* Photo labels with bounding boxes:
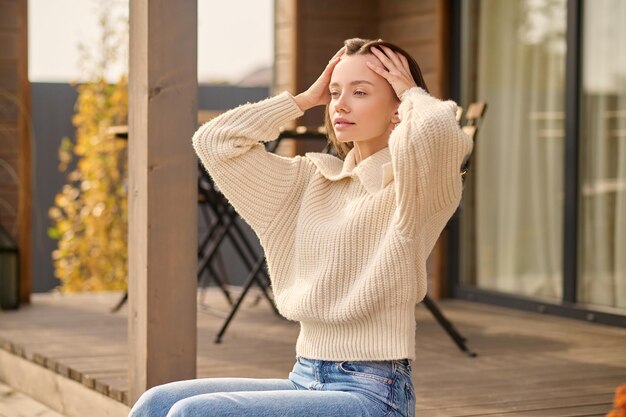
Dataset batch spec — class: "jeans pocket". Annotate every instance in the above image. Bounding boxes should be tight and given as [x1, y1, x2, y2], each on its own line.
[404, 382, 415, 417]
[339, 361, 393, 385]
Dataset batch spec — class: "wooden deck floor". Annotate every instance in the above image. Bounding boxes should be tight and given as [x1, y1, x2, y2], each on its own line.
[0, 292, 626, 417]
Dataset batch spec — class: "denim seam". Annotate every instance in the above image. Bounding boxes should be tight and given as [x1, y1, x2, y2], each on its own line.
[339, 361, 395, 385]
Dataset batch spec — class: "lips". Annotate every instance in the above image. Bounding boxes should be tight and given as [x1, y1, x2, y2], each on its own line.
[334, 117, 354, 128]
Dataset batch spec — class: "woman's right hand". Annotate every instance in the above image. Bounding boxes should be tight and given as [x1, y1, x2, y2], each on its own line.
[294, 46, 346, 112]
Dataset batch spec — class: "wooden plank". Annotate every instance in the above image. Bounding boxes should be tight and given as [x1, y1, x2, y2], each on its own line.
[380, 14, 437, 45]
[0, 0, 19, 30]
[17, 0, 33, 303]
[0, 289, 626, 417]
[128, 0, 198, 402]
[0, 350, 130, 417]
[379, 0, 437, 19]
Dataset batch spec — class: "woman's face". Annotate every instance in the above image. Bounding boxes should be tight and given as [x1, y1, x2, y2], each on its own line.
[328, 54, 399, 143]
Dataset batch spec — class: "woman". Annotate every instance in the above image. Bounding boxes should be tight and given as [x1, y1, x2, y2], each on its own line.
[131, 39, 472, 417]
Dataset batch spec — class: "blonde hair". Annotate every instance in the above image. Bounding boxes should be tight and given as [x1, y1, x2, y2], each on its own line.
[324, 38, 428, 159]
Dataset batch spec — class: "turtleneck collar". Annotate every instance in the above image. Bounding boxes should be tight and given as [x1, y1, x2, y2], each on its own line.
[305, 146, 393, 194]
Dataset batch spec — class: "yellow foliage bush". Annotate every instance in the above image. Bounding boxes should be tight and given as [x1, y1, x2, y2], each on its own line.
[49, 77, 128, 292]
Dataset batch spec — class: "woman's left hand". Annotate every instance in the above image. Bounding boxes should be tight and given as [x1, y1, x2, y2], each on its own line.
[367, 45, 417, 98]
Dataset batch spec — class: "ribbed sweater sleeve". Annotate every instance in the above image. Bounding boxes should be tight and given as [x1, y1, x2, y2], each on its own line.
[193, 93, 306, 235]
[389, 87, 473, 236]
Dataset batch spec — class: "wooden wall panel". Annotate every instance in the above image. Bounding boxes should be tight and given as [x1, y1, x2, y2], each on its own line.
[0, 0, 32, 302]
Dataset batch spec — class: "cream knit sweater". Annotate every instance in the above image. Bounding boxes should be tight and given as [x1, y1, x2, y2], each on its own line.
[193, 87, 472, 361]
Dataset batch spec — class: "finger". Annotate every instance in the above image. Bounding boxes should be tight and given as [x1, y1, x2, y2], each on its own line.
[329, 46, 346, 62]
[380, 45, 402, 69]
[399, 54, 411, 74]
[370, 46, 393, 70]
[365, 61, 391, 81]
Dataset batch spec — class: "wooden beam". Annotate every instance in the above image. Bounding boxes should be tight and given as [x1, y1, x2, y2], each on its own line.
[129, 0, 198, 404]
[17, 0, 33, 303]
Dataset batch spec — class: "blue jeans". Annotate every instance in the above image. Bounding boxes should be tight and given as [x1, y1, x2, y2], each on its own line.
[129, 357, 415, 417]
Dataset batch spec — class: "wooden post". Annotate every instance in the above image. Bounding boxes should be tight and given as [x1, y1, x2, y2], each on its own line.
[128, 0, 198, 403]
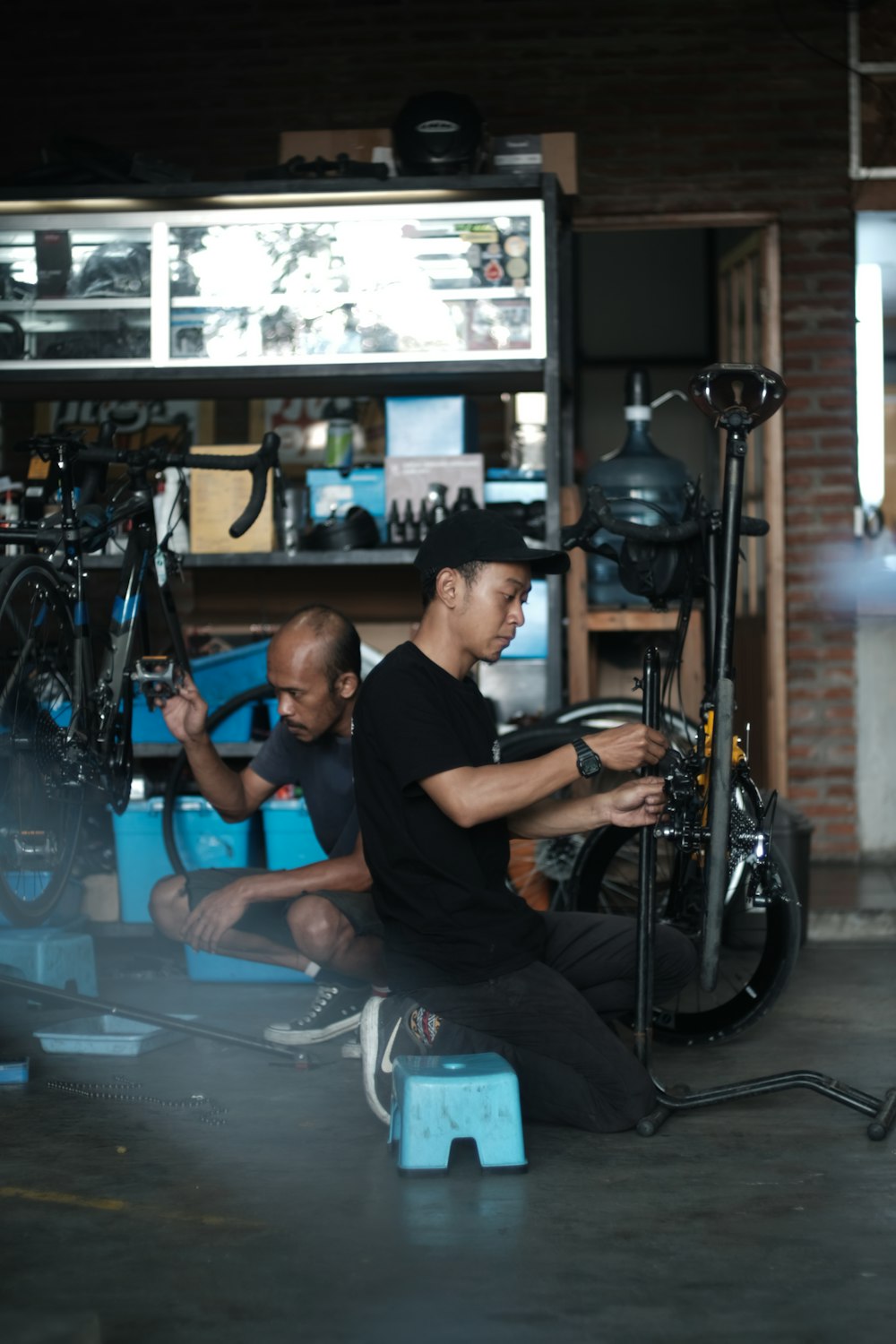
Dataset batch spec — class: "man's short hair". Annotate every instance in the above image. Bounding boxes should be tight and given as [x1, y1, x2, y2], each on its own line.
[275, 616, 361, 685]
[420, 561, 485, 612]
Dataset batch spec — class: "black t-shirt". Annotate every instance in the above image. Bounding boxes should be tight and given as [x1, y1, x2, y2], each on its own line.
[353, 644, 544, 991]
[251, 720, 358, 859]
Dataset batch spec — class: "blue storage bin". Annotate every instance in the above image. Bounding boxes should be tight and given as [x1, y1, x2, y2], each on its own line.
[130, 694, 254, 745]
[184, 948, 312, 986]
[305, 467, 385, 523]
[501, 580, 548, 663]
[194, 640, 270, 715]
[111, 798, 251, 924]
[262, 798, 326, 868]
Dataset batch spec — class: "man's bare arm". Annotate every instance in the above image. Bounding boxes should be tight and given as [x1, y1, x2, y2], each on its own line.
[420, 723, 668, 833]
[508, 777, 665, 840]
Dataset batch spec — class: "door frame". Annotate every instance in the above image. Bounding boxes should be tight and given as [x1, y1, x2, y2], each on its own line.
[571, 211, 790, 796]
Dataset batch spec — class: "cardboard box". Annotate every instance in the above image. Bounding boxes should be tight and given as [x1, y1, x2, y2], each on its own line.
[189, 444, 275, 556]
[278, 129, 395, 175]
[492, 131, 579, 196]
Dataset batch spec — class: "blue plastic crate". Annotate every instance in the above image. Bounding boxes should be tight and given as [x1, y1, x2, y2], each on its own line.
[111, 798, 251, 924]
[184, 948, 310, 986]
[262, 798, 326, 868]
[192, 640, 270, 715]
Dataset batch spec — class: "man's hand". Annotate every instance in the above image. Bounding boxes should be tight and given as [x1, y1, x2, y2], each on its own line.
[603, 776, 667, 827]
[181, 882, 248, 952]
[584, 723, 669, 771]
[156, 672, 208, 744]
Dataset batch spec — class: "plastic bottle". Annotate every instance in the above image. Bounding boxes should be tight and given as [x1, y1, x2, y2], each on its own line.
[584, 368, 688, 607]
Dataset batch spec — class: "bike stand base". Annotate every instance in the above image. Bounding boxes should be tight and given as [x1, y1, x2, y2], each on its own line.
[634, 648, 896, 1142]
[635, 1070, 896, 1142]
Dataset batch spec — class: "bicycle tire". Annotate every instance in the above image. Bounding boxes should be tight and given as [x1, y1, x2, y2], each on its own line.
[568, 800, 802, 1046]
[700, 677, 735, 994]
[0, 556, 86, 927]
[498, 699, 699, 910]
[161, 683, 274, 874]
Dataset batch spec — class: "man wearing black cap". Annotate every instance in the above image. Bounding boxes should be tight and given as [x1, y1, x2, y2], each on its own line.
[353, 510, 696, 1132]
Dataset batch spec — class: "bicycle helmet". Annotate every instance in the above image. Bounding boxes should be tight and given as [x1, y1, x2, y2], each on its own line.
[71, 241, 149, 298]
[392, 91, 482, 177]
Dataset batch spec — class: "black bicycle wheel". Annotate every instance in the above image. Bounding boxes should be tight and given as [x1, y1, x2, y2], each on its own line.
[567, 788, 801, 1046]
[161, 683, 274, 873]
[498, 699, 699, 910]
[700, 677, 735, 994]
[0, 558, 84, 925]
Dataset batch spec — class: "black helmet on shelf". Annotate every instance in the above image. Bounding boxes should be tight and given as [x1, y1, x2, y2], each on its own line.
[392, 91, 482, 177]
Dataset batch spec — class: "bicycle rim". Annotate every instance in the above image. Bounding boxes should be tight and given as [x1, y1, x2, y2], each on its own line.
[570, 796, 801, 1046]
[0, 559, 84, 925]
[498, 699, 699, 910]
[161, 683, 274, 874]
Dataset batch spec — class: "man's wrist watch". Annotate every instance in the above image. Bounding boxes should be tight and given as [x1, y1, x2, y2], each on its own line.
[573, 738, 603, 780]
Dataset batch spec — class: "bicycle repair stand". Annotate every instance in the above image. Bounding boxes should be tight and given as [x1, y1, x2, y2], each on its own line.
[634, 648, 896, 1140]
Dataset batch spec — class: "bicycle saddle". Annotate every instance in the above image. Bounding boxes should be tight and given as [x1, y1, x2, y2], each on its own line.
[688, 365, 788, 432]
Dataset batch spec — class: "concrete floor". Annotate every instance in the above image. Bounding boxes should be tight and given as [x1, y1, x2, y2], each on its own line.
[0, 940, 896, 1344]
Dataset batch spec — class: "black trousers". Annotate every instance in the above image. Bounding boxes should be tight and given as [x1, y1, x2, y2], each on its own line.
[414, 913, 697, 1133]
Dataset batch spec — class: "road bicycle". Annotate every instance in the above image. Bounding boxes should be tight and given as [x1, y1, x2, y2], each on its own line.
[0, 424, 280, 925]
[501, 365, 802, 1045]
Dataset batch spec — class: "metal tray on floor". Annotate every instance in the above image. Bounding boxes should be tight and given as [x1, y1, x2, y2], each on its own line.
[35, 1012, 194, 1055]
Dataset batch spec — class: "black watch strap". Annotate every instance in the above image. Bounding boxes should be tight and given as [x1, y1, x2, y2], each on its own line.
[573, 738, 603, 780]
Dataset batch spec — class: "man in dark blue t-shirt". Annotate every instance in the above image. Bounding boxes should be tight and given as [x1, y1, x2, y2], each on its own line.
[149, 607, 383, 1046]
[353, 510, 696, 1132]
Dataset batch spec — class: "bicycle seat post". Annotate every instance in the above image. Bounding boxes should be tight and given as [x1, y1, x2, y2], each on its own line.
[634, 647, 659, 1072]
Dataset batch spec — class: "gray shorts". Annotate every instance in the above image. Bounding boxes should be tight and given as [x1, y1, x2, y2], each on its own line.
[186, 868, 383, 948]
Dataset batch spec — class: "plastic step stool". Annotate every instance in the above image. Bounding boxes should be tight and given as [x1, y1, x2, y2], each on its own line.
[0, 929, 97, 996]
[388, 1053, 528, 1172]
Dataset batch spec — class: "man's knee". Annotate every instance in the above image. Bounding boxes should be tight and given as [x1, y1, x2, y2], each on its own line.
[286, 897, 355, 962]
[149, 873, 189, 938]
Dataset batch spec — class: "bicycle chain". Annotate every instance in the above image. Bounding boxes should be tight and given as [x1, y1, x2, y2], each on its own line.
[47, 1074, 228, 1126]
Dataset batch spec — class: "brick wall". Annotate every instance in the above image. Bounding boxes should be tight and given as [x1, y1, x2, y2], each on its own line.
[4, 0, 885, 857]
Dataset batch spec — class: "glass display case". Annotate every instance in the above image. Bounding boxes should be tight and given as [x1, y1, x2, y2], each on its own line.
[0, 199, 547, 373]
[0, 226, 151, 368]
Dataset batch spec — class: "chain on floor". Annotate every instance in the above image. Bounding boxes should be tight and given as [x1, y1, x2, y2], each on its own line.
[47, 1074, 227, 1125]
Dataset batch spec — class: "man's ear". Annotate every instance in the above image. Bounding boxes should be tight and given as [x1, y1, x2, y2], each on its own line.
[435, 569, 461, 610]
[334, 672, 361, 701]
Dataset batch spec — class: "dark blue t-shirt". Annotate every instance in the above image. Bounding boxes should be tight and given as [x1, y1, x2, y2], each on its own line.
[352, 642, 544, 991]
[251, 719, 358, 859]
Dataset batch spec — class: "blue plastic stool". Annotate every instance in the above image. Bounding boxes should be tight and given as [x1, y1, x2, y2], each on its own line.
[0, 927, 97, 996]
[388, 1053, 528, 1172]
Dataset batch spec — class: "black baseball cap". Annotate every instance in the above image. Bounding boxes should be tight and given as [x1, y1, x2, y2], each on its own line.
[414, 508, 570, 578]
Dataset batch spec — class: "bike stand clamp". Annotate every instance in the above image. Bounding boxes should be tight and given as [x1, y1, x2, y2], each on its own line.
[634, 648, 896, 1142]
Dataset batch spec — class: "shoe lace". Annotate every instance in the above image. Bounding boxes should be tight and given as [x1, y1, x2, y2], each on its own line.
[298, 986, 339, 1024]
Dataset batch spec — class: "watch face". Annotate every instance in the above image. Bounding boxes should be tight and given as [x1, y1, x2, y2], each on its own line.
[573, 741, 600, 779]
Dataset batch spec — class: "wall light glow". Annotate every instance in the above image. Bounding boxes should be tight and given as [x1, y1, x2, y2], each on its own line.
[856, 263, 884, 508]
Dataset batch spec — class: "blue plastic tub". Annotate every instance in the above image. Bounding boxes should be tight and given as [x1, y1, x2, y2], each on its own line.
[111, 798, 253, 924]
[184, 948, 310, 986]
[194, 640, 270, 715]
[262, 798, 326, 868]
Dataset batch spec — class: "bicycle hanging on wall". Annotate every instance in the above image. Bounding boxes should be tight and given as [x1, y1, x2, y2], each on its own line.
[0, 425, 280, 925]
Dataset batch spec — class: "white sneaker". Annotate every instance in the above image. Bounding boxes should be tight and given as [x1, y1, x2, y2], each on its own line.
[361, 995, 426, 1125]
[264, 986, 364, 1046]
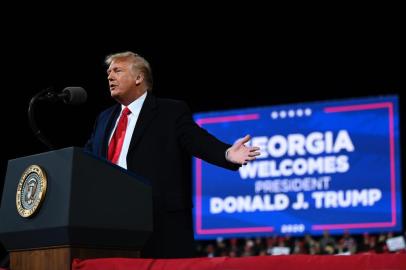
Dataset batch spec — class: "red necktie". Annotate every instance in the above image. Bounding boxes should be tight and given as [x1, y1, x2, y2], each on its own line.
[108, 107, 131, 164]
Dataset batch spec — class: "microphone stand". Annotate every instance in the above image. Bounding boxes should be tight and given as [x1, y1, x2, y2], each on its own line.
[28, 88, 56, 150]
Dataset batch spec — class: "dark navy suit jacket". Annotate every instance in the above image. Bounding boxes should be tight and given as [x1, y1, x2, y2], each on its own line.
[85, 93, 239, 258]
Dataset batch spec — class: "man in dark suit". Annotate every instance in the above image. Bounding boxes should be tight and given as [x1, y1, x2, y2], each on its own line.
[85, 52, 259, 258]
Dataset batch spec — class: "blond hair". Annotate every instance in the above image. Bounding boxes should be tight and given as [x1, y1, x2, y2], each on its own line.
[105, 51, 153, 90]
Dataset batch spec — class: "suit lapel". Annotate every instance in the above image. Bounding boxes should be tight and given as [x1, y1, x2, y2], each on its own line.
[128, 93, 157, 152]
[101, 104, 121, 158]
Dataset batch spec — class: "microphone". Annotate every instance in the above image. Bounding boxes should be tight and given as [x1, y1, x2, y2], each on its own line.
[38, 86, 87, 105]
[28, 86, 87, 150]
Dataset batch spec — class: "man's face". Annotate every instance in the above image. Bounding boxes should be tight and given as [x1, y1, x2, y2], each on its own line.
[107, 59, 139, 105]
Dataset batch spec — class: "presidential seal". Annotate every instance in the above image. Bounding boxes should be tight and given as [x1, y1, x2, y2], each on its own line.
[16, 165, 47, 218]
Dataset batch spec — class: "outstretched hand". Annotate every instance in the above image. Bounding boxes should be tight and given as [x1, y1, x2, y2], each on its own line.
[227, 135, 261, 165]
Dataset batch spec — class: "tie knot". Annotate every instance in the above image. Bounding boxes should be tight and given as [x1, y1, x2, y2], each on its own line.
[122, 107, 131, 116]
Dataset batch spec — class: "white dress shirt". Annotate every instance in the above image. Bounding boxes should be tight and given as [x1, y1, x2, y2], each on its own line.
[109, 92, 147, 169]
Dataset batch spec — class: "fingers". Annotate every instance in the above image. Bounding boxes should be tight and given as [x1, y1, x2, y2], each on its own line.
[248, 152, 261, 157]
[238, 135, 251, 146]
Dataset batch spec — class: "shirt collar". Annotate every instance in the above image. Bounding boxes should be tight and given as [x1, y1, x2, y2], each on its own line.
[121, 92, 147, 114]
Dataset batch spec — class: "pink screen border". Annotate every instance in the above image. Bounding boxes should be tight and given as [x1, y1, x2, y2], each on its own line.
[195, 102, 396, 235]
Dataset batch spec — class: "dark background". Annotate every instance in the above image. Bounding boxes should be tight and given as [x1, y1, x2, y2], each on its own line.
[0, 14, 406, 258]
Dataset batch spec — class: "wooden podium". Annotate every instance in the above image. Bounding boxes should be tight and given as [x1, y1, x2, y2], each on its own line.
[0, 147, 152, 270]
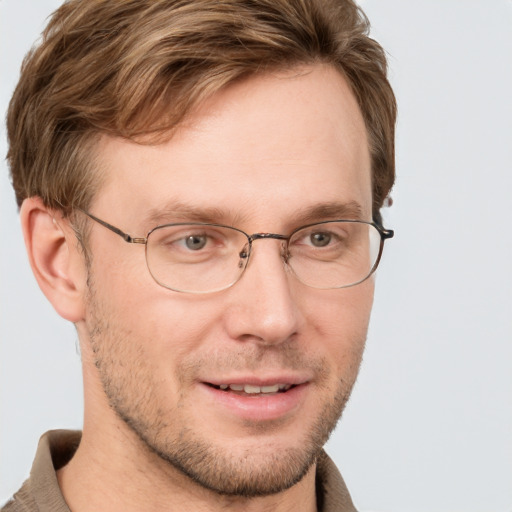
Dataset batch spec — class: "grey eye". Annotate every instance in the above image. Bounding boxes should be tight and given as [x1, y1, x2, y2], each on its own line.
[185, 235, 208, 251]
[309, 233, 332, 247]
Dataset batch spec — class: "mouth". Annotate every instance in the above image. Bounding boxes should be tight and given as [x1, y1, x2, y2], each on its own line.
[199, 376, 310, 423]
[205, 382, 296, 396]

* Exercise description:
Could you repeat the lines above word for word, starting at the very first line and going on through the line that contains "[294, 46, 346, 112]", leaving out the pictures?

* Correct response:
Dataset batch spec — class: "jeans pocket". Annotate every instance in the above image. Bounding boxes should be tight and given as [x1, y1, x2, y2], each on its own line.
[404, 382, 415, 417]
[339, 361, 393, 385]
Dataset batch spec — class: "wooden deck floor". Annotate every instance in the above image. Bounding boxes should be tight and given as [x1, y1, x2, y2], each on its own line.
[0, 292, 626, 417]
Dataset batch spec — class: "denim seam". Annotate every instance in the above image. Bounding boxes should be tight and given as [x1, y1, x2, y2], each on its own line.
[339, 361, 395, 385]
Dataset batch spec — class: "lips". Annotate every instance in the above image. Bounding boxes should be tight and given as [x1, y1, x2, y2], each on its own line.
[334, 117, 354, 128]
Dataset batch spec — class: "woman's right hand". Annotate every instance in the above image. Bounding boxes should be tight and given as [x1, y1, x2, y2], each on its own line.
[294, 46, 346, 112]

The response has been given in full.